WORK TASK
All of the entries need to be copied character for character.
DATA PROVIDED Block Start
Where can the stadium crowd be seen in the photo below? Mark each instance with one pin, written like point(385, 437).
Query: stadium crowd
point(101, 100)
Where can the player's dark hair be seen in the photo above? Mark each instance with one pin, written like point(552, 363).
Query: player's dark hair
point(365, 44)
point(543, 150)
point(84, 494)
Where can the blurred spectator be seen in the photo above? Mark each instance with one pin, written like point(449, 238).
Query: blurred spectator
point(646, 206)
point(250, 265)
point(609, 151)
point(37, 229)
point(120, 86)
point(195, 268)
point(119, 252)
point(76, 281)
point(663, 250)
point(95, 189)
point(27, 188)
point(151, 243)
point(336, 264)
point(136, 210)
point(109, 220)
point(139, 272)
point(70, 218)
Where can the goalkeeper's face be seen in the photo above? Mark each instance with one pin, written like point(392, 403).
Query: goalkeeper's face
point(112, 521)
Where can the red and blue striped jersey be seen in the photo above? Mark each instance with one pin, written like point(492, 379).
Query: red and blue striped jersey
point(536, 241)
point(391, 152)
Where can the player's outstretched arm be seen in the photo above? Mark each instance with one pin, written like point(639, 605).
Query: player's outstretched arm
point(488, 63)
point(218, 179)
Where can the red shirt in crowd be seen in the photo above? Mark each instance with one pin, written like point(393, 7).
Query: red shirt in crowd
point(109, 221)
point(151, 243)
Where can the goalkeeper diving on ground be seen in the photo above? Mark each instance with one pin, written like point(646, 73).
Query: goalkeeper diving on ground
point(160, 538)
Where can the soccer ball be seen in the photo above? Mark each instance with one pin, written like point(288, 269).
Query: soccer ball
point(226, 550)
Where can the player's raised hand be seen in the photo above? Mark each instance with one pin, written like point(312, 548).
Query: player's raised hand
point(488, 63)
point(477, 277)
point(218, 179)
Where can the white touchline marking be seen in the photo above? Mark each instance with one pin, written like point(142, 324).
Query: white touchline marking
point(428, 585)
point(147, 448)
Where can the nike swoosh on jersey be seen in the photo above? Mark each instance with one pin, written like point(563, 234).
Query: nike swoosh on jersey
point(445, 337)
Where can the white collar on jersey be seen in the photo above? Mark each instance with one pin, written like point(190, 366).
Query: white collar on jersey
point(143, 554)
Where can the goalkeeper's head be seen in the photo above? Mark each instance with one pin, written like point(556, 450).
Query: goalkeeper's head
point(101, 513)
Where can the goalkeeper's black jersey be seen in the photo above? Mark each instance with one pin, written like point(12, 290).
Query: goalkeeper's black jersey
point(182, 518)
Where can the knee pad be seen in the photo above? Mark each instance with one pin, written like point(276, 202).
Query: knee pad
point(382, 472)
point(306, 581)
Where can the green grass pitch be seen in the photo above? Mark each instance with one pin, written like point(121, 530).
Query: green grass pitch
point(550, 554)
DATA PROVIDED Block End
YOUR RESPONSE
Where can the stadium crowd be seen in the photo below? Mark each instance with one pin, written like point(385, 437).
Query: stadium crowd
point(101, 100)
Where can the player's dark hair be seen in the photo above? Mark each instance with one pin, written like point(552, 363).
Query: player's dark hair
point(365, 44)
point(543, 150)
point(84, 494)
Where can the blurred spectator be seen in the photo above? Mark each instance with one pin, written like point(449, 238).
Query: blurred spectator
point(646, 206)
point(250, 265)
point(609, 151)
point(37, 229)
point(120, 86)
point(195, 268)
point(119, 252)
point(76, 281)
point(663, 250)
point(95, 189)
point(27, 188)
point(151, 243)
point(336, 264)
point(136, 210)
point(109, 220)
point(139, 272)
point(70, 218)
Where can the goalkeeper's face be seen in the photo above? Mark each instance with one pin, written like point(392, 403).
Query: goalkeeper's face
point(112, 521)
Where can the red and blue striped jersey be seen in the photo above? Mark each instance with one pin, written like point(492, 379).
Query: red and blue striped jersey
point(536, 241)
point(391, 152)
Where can the player's outstretched arm be seen in the photo above? Mark each instance with one pin, written like point(639, 605).
Query: player's outstretched arm
point(488, 63)
point(218, 179)
Where can the red shirt in crowd be seen in the photo above? Mark each instance with one pin, written like point(393, 7).
Query: red shirt in crowd
point(109, 221)
point(151, 243)
Where can the goalkeeper diving on ground be seen in the photo above? Mark each instance with one pin, written like point(646, 73).
Query: goalkeeper diving on ground
point(160, 538)
Where can the soccer ball be seen in the photo above? Mark each instance with one pin, written like point(288, 269).
Query: soccer ball
point(226, 550)
Where can the player's raised hand be seen in the photo above? Mark each instance with one pin, written like point(312, 548).
Query: player's raised hand
point(488, 63)
point(477, 277)
point(218, 179)
Where can the white touchline marking be seen in the photo above? Mark each instance with one pin, written like point(142, 324).
Query: white touchline marking
point(428, 585)
point(147, 448)
Where can the nike swoosh on jersey be seen in the photo above? Mark each instance with one pin, written like point(563, 234).
Query: nike swoosh on jersey
point(445, 337)
Where can the white collar on jersey be seen in the photo above? Mark each instance with one pin, written like point(190, 366).
Query: white collar on jersey
point(143, 554)
Where can the goalkeeper's head be seen in the photo above? Mark each instance with one pin, written like point(556, 450).
Query: goalkeeper's head
point(101, 513)
Where can the goalkeeper's black jersey be seen in the photo above? Mark each instance with one pin, written like point(12, 290).
Query: goalkeeper's black jersey
point(182, 518)
Where can the knee pad be seen in the photo above? Mark each instance with one pin, written like point(276, 202).
Query: knee pad
point(382, 472)
point(306, 581)
Where can the green grass pitch be seen in the photo above? Mark each instance with one pin, written like point(121, 530).
Query: green grass pitch
point(550, 554)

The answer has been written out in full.